Only the pictures are to be left out; write out the rest of the data exactly.
[[ RECORDS SHOWN open ]]
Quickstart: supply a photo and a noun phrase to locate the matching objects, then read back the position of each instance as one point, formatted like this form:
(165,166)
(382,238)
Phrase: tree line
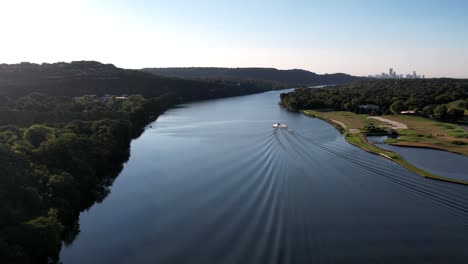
(445,99)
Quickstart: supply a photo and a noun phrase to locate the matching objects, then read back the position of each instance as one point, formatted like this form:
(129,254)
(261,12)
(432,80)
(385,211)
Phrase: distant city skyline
(354,37)
(392,74)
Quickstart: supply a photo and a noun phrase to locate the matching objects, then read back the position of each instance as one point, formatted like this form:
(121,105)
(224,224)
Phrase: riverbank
(354,124)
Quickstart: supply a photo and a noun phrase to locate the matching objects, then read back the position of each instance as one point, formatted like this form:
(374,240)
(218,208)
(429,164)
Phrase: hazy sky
(357,37)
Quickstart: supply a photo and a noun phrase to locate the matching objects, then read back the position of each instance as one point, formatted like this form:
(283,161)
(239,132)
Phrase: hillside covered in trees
(445,99)
(65,131)
(288,78)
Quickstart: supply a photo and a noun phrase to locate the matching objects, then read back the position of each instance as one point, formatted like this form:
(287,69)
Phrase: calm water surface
(435,161)
(212,182)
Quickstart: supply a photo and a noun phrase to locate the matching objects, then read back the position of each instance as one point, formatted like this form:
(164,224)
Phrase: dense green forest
(270,76)
(445,99)
(65,131)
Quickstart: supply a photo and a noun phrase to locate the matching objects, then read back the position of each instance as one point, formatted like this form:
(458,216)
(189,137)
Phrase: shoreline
(359,140)
(397,144)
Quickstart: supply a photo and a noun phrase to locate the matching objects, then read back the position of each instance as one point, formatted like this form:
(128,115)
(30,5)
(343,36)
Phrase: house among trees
(369,107)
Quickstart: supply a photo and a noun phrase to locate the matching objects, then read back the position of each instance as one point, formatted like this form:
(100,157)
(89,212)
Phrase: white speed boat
(279,125)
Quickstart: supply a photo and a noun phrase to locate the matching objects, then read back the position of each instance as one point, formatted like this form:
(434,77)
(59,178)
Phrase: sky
(358,37)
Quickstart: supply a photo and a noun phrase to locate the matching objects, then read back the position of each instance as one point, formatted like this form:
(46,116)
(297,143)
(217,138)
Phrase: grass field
(423,132)
(410,137)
[[ RECORDS SHOWN closed ]]
_SOLVED PROBLEM_.
Quickstart: supply a photo and a noun phrase to locate the matching objects, then read back the position of each instance as one point, formatted like this form:
(165,166)
(382,238)
Phrase: tree line
(445,99)
Quickstart: supply a photo and a noun phrase to locate the matching objects, then read back the position of each instance as one point, formatted like this form:
(129,254)
(261,12)
(432,80)
(385,211)
Phrase: distant city skyline
(354,37)
(392,74)
Quickstart: supply a photo and a noun phrase to locate the matching objects, then read back the position of each instance as one point, formatted like this form:
(121,105)
(224,224)
Phrase: riverbank
(354,124)
Quickstart: supply a photo and a noun phrase to locate the matching objects, then read back the position of each instance as one point, formatted like this form:
(374,240)
(218,208)
(429,164)
Phrase: hazy sky
(357,37)
Quickstart: supply a photo and a noun phrase to locate the matching objects, then read back the position of each instance as one point, formatted like this form:
(283,161)
(239,132)
Phrase: hillside covered in trees
(445,99)
(65,131)
(288,78)
Quickstart: supply a photo and a noun phrase to locate the matching objects, then read back the position of each instance as one point, formatted like this form:
(287,69)
Phrase: calm water surface
(435,161)
(212,182)
Quickstart: supply a photo and a noun phrase to locate the matching objects, then read back the position of each instance as one point, formatted like this form:
(164,224)
Phrase: dense green forest
(270,76)
(445,99)
(65,131)
Quickstart: supply a photo and a noun phrase to locate the matching objects, then read back the position of each instance as one point, formatted like this form:
(458,216)
(189,137)
Phrase: shoreline
(359,140)
(397,144)
Quickstart: supply a photo and a noun phrase to locate the matching objects, then read back the position of each instance as one point, formatted like this form:
(128,115)
(30,5)
(343,36)
Phrase: house among trees
(369,107)
Quickstart: supply a photo and a noun phrase to locate the matching objects, then read back the position of each instance as one point, formatted like this form:
(100,157)
(89,212)
Phrase: white speed boat
(279,125)
Quickstart: supply a photo and a noun phrase to locate the matching objects, then read back the position of each instance as one point, formatted like this form:
(434,77)
(59,178)
Phrase: sky
(358,37)
Quickstart: supply a photo and a noun phrase to locate the matching objects, then read back the position of each instance as one point, formatted like this form:
(46,116)
(297,143)
(217,138)
Phrase: grass field
(423,132)
(410,137)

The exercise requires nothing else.